* **ФРАГМЕНТ ТЕКСТА**:
6. Генезис, причины, концепции истории
Я блуждаю, смущаюсь, теряюсь,
себя забываю, не согласуюсь, противоречу,
медлю, гляжу, наклоняюсь, на месте стою.
Уолт Уитмен. Спящие (пер. К. Д. Бальмонта)
Особое текстуальное строение «Нетерпимости» неотделимо от исторического момента, в котором фильм создавался и выходил в прокат. Существенно, что этот момент был связан с успехом и дискуссиями, сопровождавшими «Рождение нации». Хотя статус «Рождения нации» как легендарной вехи оспаривался историками кино в экономическом и социальном планах, нельзя недооценивать ее роль как катализатора институциональных перемен и его парадигмальной функции в культурном самоопределении классического кино. Кроме того, что этот фильм утвердил репутацию Гриффита как «гения» индустрии, он обозначил точку невозврата в экономике кино и в его публичном дискурсе.

* **ЗАДАНИЕ A**:
Чью репутацию как «гения» индустрии, согласно фрагменту текста о «Нетерпимости», утвердил фильм «Рождение нации»?

* **Примеры разметки точками**:
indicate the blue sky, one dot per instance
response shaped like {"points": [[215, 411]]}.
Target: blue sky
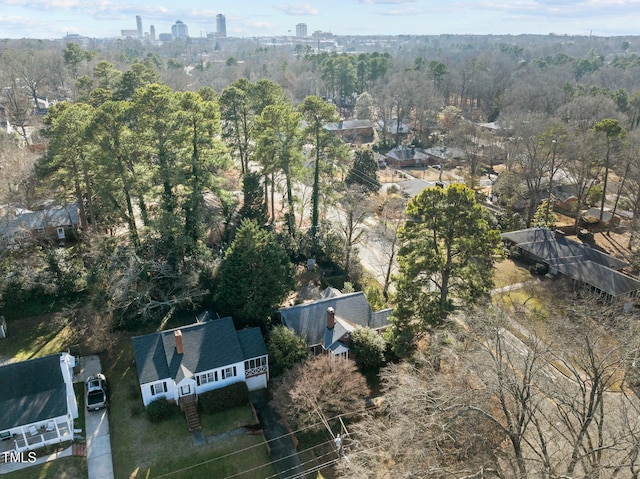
{"points": [[105, 18]]}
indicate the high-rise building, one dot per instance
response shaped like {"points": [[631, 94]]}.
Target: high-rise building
{"points": [[301, 30], [179, 31], [221, 26]]}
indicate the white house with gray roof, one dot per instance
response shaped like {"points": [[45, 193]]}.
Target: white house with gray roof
{"points": [[326, 324], [190, 360], [37, 403]]}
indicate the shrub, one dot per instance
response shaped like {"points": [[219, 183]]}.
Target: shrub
{"points": [[368, 348], [160, 410], [224, 398]]}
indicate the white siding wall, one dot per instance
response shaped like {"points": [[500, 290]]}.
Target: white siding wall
{"points": [[156, 390], [22, 438], [219, 378], [67, 363]]}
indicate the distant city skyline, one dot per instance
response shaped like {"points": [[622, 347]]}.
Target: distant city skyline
{"points": [[247, 18]]}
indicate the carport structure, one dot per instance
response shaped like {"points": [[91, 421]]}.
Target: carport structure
{"points": [[578, 261]]}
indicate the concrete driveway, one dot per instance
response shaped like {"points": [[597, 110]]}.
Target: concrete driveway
{"points": [[99, 462]]}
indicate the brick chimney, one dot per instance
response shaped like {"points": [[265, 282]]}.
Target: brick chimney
{"points": [[178, 336], [331, 318]]}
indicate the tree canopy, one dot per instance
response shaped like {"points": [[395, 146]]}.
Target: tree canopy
{"points": [[255, 276], [447, 254]]}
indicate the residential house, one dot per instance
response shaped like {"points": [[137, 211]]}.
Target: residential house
{"points": [[591, 218], [209, 354], [406, 157], [578, 261], [55, 223], [326, 324], [352, 131], [37, 403], [393, 127]]}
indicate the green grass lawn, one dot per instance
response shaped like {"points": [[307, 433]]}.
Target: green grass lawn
{"points": [[142, 449], [63, 468], [37, 336], [510, 272]]}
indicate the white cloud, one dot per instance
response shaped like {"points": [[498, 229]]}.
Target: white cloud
{"points": [[386, 2], [297, 9]]}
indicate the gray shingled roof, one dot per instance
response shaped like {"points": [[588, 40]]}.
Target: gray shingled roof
{"points": [[601, 277], [31, 391], [543, 243], [348, 125], [252, 343], [207, 345], [576, 260], [26, 220], [309, 320]]}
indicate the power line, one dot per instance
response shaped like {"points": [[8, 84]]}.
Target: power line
{"points": [[277, 460], [263, 443]]}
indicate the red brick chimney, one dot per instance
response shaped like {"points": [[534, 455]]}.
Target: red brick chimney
{"points": [[178, 337], [331, 318]]}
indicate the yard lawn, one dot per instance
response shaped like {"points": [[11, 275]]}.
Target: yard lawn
{"points": [[509, 272], [142, 449], [315, 449], [37, 336], [64, 468]]}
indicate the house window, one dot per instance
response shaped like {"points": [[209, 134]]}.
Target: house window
{"points": [[205, 378], [229, 372], [159, 388]]}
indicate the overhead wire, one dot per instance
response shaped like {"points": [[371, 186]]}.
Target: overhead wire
{"points": [[263, 443]]}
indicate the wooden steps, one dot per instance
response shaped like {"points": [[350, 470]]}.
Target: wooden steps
{"points": [[190, 408]]}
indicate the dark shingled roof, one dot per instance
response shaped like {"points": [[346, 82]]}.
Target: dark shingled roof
{"points": [[601, 277], [252, 343], [207, 345], [309, 320], [576, 260], [32, 391]]}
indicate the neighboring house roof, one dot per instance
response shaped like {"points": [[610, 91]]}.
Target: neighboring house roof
{"points": [[605, 279], [392, 125], [543, 243], [414, 186], [26, 220], [207, 345], [593, 216], [576, 260], [32, 391], [348, 125], [252, 343], [448, 153], [309, 320], [407, 154]]}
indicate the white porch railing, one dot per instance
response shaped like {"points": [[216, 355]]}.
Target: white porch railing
{"points": [[255, 371], [25, 438]]}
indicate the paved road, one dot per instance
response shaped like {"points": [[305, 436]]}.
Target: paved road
{"points": [[284, 456], [99, 461]]}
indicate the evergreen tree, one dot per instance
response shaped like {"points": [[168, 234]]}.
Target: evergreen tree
{"points": [[364, 171], [448, 250], [286, 349], [255, 276], [368, 348], [253, 207]]}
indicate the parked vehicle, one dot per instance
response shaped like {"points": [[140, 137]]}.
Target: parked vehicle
{"points": [[96, 394]]}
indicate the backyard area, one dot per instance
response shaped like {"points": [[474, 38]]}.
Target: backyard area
{"points": [[142, 449]]}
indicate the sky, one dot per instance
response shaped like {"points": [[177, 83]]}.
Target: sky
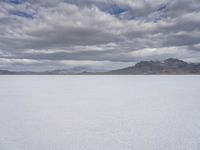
{"points": [[97, 35]]}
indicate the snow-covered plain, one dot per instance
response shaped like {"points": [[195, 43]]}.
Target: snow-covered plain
{"points": [[99, 112]]}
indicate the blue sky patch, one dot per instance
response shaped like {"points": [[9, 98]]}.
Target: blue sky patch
{"points": [[162, 8]]}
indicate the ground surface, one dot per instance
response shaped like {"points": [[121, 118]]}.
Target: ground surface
{"points": [[99, 112]]}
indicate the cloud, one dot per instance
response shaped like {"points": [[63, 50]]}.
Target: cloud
{"points": [[120, 32]]}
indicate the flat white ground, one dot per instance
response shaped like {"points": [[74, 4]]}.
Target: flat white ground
{"points": [[99, 112]]}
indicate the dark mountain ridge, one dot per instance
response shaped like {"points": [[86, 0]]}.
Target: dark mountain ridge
{"points": [[168, 66]]}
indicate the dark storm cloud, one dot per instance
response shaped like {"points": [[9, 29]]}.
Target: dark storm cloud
{"points": [[35, 33]]}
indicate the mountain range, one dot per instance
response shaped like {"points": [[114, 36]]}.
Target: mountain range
{"points": [[168, 66]]}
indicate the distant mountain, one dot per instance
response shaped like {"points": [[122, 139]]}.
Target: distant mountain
{"points": [[168, 66]]}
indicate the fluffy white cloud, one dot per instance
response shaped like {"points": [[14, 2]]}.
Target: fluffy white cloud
{"points": [[120, 32]]}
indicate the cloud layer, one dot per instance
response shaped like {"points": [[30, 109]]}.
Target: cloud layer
{"points": [[98, 34]]}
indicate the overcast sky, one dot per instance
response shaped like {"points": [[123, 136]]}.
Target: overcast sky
{"points": [[96, 34]]}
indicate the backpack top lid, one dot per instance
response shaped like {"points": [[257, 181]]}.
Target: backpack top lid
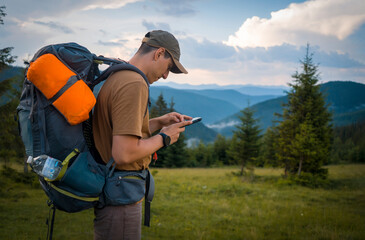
{"points": [[59, 84]]}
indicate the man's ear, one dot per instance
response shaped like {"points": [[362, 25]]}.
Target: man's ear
{"points": [[158, 53]]}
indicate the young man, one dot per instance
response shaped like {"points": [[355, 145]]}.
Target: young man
{"points": [[122, 128]]}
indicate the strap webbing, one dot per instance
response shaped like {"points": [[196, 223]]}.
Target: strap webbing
{"points": [[50, 225], [150, 191]]}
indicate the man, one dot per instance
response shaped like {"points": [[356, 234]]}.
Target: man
{"points": [[122, 128]]}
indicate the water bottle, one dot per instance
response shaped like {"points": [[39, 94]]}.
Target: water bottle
{"points": [[46, 166]]}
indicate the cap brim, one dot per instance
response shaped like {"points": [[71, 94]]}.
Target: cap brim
{"points": [[178, 67]]}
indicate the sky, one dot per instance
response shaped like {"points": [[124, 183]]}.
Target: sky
{"points": [[257, 42]]}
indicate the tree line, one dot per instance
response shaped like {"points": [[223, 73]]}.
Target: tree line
{"points": [[301, 142]]}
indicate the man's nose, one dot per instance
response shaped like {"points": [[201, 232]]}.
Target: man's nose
{"points": [[165, 75]]}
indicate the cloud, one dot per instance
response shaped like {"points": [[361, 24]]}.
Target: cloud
{"points": [[24, 9], [177, 8], [115, 43], [109, 4], [158, 26], [298, 23], [55, 26]]}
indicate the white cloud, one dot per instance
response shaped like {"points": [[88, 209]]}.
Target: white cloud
{"points": [[300, 23], [109, 4]]}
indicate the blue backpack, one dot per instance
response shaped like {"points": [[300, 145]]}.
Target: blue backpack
{"points": [[55, 119]]}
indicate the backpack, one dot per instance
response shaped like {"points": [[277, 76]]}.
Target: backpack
{"points": [[55, 119]]}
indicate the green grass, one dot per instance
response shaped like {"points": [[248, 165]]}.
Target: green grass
{"points": [[213, 204]]}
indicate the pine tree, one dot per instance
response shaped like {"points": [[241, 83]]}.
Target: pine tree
{"points": [[248, 135], [221, 144], [176, 154], [10, 143], [305, 130], [269, 151]]}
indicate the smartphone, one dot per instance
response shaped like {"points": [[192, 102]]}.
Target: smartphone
{"points": [[195, 120]]}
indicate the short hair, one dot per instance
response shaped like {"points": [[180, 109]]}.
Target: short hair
{"points": [[145, 48]]}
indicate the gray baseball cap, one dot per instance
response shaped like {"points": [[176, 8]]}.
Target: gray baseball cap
{"points": [[159, 38]]}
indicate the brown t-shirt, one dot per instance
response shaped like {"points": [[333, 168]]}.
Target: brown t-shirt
{"points": [[121, 109]]}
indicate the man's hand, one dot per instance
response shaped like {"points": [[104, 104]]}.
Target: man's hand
{"points": [[167, 120], [174, 130], [172, 118]]}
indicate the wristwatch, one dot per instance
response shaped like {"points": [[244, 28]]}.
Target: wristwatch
{"points": [[166, 139]]}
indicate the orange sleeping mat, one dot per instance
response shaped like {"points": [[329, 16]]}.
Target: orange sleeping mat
{"points": [[49, 75]]}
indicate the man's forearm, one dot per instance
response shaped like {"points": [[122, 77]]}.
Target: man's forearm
{"points": [[155, 124], [128, 149]]}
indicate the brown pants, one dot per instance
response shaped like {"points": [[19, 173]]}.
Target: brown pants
{"points": [[118, 222]]}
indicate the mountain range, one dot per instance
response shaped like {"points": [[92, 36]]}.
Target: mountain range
{"points": [[220, 106], [346, 101]]}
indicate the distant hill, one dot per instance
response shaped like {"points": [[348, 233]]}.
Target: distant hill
{"points": [[252, 90], [232, 96], [195, 105], [346, 101]]}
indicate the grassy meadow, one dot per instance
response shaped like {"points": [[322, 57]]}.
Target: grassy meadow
{"points": [[211, 203]]}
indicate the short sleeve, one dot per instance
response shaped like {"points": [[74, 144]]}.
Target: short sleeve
{"points": [[128, 108]]}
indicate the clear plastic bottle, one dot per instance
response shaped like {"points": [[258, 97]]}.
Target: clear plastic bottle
{"points": [[46, 166]]}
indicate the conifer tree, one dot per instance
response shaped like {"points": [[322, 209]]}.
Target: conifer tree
{"points": [[305, 131], [10, 143], [246, 148], [269, 151], [176, 154]]}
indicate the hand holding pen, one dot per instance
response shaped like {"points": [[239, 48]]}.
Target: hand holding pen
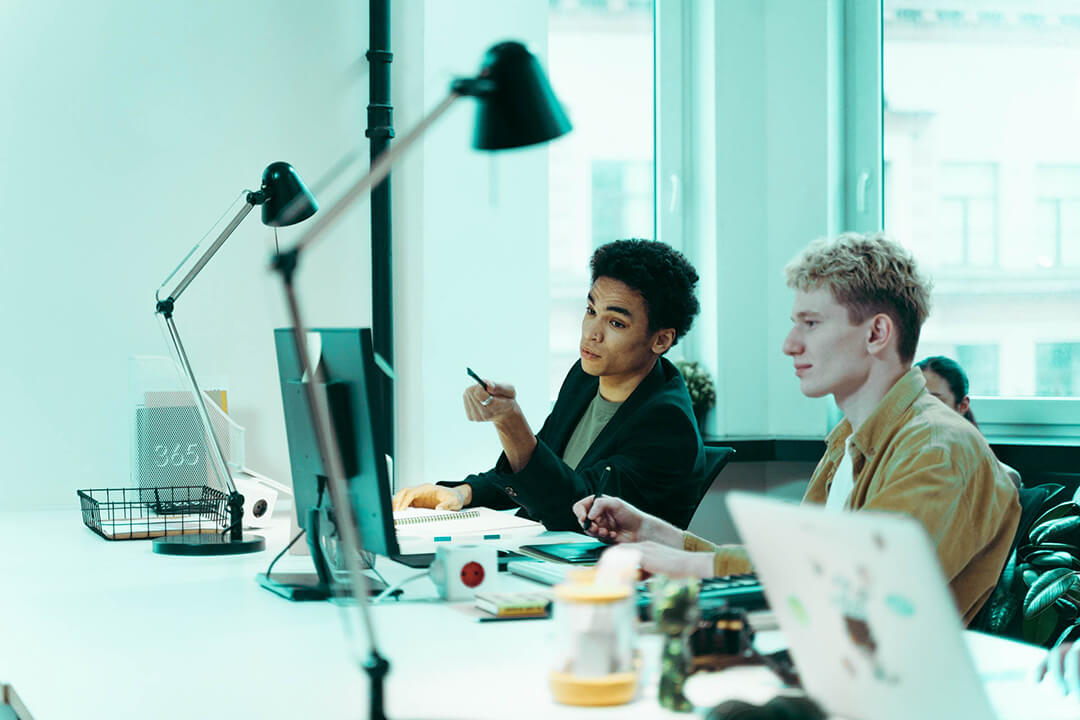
{"points": [[586, 522], [495, 402]]}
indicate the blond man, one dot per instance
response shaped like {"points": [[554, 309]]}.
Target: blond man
{"points": [[860, 303]]}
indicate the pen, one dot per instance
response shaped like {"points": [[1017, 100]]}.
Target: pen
{"points": [[599, 493], [476, 378]]}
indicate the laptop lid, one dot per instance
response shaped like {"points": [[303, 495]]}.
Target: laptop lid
{"points": [[865, 609]]}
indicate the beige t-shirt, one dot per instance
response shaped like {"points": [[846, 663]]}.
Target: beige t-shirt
{"points": [[595, 418]]}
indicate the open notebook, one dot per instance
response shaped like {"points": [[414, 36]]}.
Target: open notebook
{"points": [[472, 524]]}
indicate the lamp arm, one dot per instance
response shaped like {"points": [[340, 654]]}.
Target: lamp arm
{"points": [[164, 310], [253, 200], [375, 175], [213, 446]]}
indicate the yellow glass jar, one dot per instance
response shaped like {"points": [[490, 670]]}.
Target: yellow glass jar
{"points": [[594, 662]]}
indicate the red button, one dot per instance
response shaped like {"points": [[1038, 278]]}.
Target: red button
{"points": [[472, 573]]}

* **ЗАДАНИЕ B**:
Масштабируйте записи, начиная со строки с «indicate the yellow» и до конца записей включительно, и перепишите эти строки целиком, ничего не опуская. Каждую координату точек в ответах умножьте на 1,65 и округлите до целого (половины — в большую сторону); образцы формата оставьте без изменений.

* **ПИСЬМЕННЫЙ ОТВЕТ A**:
Репутацию Гриффита.

* **ПИСЬМЕННЫЙ ОТВЕТ B**:
indicate the yellow glass jar, one dot per instance
response shaped like {"points": [[490, 670]]}.
Target: yellow glass jar
{"points": [[980, 1092]]}
indicate the red button, one dot per instance
response shaped like {"points": [[1038, 278]]}.
Target: red button
{"points": [[779, 945]]}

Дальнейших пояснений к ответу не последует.